___ ROWS
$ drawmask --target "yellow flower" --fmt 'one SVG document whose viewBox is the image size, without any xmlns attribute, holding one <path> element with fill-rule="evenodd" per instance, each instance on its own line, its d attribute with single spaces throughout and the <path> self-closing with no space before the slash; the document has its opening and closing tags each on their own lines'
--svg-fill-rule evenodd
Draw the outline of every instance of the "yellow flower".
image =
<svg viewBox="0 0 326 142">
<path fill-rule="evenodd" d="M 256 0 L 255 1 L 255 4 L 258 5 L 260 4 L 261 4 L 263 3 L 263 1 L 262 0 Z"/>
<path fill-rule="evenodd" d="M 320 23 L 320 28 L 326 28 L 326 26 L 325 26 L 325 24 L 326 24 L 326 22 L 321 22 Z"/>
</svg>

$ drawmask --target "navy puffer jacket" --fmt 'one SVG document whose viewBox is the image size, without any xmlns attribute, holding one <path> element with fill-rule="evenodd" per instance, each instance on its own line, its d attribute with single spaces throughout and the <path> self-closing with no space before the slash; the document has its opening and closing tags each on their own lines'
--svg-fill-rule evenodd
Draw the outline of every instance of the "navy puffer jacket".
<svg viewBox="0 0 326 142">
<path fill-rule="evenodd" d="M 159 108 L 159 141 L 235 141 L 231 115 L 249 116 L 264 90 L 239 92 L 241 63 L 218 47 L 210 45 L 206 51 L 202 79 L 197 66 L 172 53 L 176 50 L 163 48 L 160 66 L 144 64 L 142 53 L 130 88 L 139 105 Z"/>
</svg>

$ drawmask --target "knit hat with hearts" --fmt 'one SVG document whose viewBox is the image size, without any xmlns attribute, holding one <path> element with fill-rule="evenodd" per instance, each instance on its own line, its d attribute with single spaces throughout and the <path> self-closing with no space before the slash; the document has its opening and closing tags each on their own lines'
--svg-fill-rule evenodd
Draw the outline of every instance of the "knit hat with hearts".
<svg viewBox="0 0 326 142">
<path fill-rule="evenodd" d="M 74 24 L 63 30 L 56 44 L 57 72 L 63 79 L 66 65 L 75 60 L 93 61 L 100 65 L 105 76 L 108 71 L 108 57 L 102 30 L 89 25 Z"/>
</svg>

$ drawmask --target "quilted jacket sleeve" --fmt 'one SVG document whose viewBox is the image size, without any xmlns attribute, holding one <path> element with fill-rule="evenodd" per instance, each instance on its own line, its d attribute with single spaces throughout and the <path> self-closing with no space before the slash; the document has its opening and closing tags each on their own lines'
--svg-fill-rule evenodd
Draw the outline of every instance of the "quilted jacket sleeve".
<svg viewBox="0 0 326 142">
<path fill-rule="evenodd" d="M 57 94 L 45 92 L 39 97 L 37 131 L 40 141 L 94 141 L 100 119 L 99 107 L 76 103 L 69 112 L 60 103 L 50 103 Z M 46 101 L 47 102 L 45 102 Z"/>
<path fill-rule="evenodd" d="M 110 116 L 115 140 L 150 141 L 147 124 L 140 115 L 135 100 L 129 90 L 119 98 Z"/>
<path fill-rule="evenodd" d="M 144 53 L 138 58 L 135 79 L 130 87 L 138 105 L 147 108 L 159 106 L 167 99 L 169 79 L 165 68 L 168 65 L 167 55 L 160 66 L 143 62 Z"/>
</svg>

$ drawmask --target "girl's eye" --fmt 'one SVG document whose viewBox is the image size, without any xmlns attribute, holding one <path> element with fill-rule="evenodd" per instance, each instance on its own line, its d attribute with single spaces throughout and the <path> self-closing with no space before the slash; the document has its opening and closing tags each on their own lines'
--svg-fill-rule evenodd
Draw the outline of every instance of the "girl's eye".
______
Write out every line of the records above as a numbered list, leaving out the blank lines.

1. $ drawmask --target "yellow flower" --fmt 'one SVG document whose viewBox is the image size, without any xmlns attribute, holding one <path> element with fill-rule="evenodd" per instance, each instance on its own line, its d attribute with single spaces throughout and the <path> self-closing with no space before the slash; the document has its opening and closing tags each on their own lines'
2. --svg-fill-rule evenodd
3. Draw the outline of every instance of the "yellow flower".
4. image =
5. <svg viewBox="0 0 326 142">
6. <path fill-rule="evenodd" d="M 256 0 L 255 1 L 255 4 L 258 5 L 260 4 L 261 4 L 263 3 L 263 1 L 262 0 Z"/>
7. <path fill-rule="evenodd" d="M 320 23 L 320 28 L 326 28 L 326 26 L 325 26 L 325 24 L 326 24 L 326 22 L 321 22 Z"/>
8. </svg>
9. $ drawmask --target "navy puffer jacket" --fmt 'one SVG document whose viewBox is the image size, without any xmlns attribute, holding one <path> element with fill-rule="evenodd" per instance, each instance on its own line, its d attribute with single spaces throughout and the <path> self-closing with no space before the slash; the document has its opening and closing tags each on their own lines'
10. --svg-fill-rule evenodd
11. Draw the outline of every instance of the "navy puffer jacket".
12. <svg viewBox="0 0 326 142">
13. <path fill-rule="evenodd" d="M 159 108 L 159 141 L 235 141 L 231 115 L 249 116 L 264 90 L 239 92 L 241 63 L 218 47 L 210 45 L 206 51 L 202 79 L 197 66 L 172 53 L 176 50 L 163 48 L 160 66 L 144 64 L 142 53 L 130 88 L 139 105 Z"/>
14. </svg>
15. $ drawmask --target "knit hat with hearts" --fmt 'one SVG document whose viewBox is the image size, without any xmlns attribute, holding one <path> element with fill-rule="evenodd" per instance, each instance on its own line, its d attribute with single spaces throughout and the <path> self-closing with no space before the slash; the document has its opening and closing tags each on their own lines'
16. --svg-fill-rule evenodd
17. Draw the outline of every instance of the "knit hat with hearts".
18. <svg viewBox="0 0 326 142">
19. <path fill-rule="evenodd" d="M 74 24 L 63 30 L 56 44 L 57 72 L 63 79 L 66 65 L 75 60 L 93 61 L 100 65 L 105 76 L 108 71 L 108 57 L 102 30 L 89 25 Z"/>
20. </svg>
21. $ drawmask --target "quilted jacket sleeve" --fmt 'one SVG document whose viewBox is the image size, without any xmlns attribute, holding one <path> element with fill-rule="evenodd" per instance, each instance on its own line, its d attribute with single spaces throughout and the <path> self-closing with no space before the slash; the document has its opening and closing tags each on their own lines'
22. --svg-fill-rule evenodd
23. Draw the outline of every instance of the "quilted jacket sleeve".
24. <svg viewBox="0 0 326 142">
25. <path fill-rule="evenodd" d="M 57 94 L 45 92 L 39 97 L 37 131 L 40 141 L 94 141 L 100 119 L 99 107 L 76 103 L 69 112 L 60 103 L 50 103 Z M 46 101 L 47 102 L 45 102 Z"/>
26. <path fill-rule="evenodd" d="M 110 116 L 115 140 L 150 141 L 147 124 L 140 115 L 135 100 L 129 90 L 119 98 Z"/>
27. <path fill-rule="evenodd" d="M 144 53 L 138 58 L 135 79 L 130 87 L 138 105 L 147 108 L 159 106 L 167 99 L 169 79 L 165 68 L 168 65 L 167 55 L 160 66 L 143 62 Z"/>
28. </svg>
29. $ drawmask --target "girl's eye" --fmt 'one SVG document whose viewBox is the image size, without any xmlns attribute, holding one <path> element with fill-rule="evenodd" per instance, each instance on its own line, its d attribute with single spaces throughout and the <path> self-closing with no space before the slash; the document has its opening and closing tags each on their own lines'
30. --svg-fill-rule evenodd
31. Draw the outline of every instance of the "girl's eye".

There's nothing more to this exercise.